Written problem =>
Turn the stretch of items below, from the line containing "For the benchmark card, identify each instance of the trimmed" through the line containing "(1309, 336)", into a JSON list of strings with one string per line. Include both of those lines and leave out any blank lines.

[Saved entries]
_ _ _ _
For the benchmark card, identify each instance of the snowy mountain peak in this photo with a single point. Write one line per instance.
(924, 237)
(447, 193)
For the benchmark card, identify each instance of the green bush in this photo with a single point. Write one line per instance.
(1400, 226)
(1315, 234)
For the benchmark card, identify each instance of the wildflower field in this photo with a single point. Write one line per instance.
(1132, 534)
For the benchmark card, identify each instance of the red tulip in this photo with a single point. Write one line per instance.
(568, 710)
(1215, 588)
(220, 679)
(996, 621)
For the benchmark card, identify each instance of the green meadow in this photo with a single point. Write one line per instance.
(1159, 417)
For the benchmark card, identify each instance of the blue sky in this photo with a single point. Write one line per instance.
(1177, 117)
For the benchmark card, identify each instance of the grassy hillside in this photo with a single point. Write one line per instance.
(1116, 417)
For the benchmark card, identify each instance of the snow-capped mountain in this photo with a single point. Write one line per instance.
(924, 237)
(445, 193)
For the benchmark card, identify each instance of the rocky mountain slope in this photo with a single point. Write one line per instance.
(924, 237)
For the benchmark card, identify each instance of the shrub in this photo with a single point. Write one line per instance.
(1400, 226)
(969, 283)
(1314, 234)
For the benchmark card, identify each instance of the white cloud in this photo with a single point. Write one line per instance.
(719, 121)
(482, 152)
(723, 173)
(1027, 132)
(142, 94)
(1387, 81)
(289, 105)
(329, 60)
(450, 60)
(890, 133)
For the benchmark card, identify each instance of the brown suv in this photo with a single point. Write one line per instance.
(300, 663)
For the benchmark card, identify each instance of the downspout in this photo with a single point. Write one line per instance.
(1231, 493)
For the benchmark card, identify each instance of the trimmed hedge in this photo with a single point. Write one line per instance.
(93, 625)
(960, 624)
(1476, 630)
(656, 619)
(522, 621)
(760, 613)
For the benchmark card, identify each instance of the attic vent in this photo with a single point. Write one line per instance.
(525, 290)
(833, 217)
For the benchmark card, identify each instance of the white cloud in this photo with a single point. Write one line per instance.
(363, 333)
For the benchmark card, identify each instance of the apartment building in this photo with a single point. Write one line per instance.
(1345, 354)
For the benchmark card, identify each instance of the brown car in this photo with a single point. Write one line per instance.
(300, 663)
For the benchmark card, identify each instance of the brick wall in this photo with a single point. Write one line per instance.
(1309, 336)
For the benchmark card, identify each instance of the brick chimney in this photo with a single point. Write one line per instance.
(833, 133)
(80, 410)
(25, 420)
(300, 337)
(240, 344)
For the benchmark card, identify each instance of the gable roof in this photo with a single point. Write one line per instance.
_ _ _ _
Full output =>
[
  "For the benchmark card, identify each instance of the trimmed hedge in this photo with a single point. Write one line per instance.",
  "(93, 625)",
  "(960, 624)",
  "(1476, 630)",
  "(656, 619)",
  "(522, 621)",
  "(760, 613)",
  "For the benchmark card, identify each instance of the attic vent in this photo with a single point. Write one line per instance.",
  "(525, 290)",
  "(833, 217)",
  "For the benchmark card, identify each instance of the white cloud in this photo with a single point. Write one line per instance.",
  "(363, 333)",
  "For the benchmark card, identify each instance of the apartment building in this photo with a single point. Write one line per instance.",
  "(1345, 354)",
  "For the benchmark card, identify each instance of the brown car in this photo with a single point. Write one line per instance.",
  "(300, 663)",
  "For the benchmark card, identify each instance of the brick wall in this photo with a single point. Write one line per instance.",
  "(1309, 336)"
]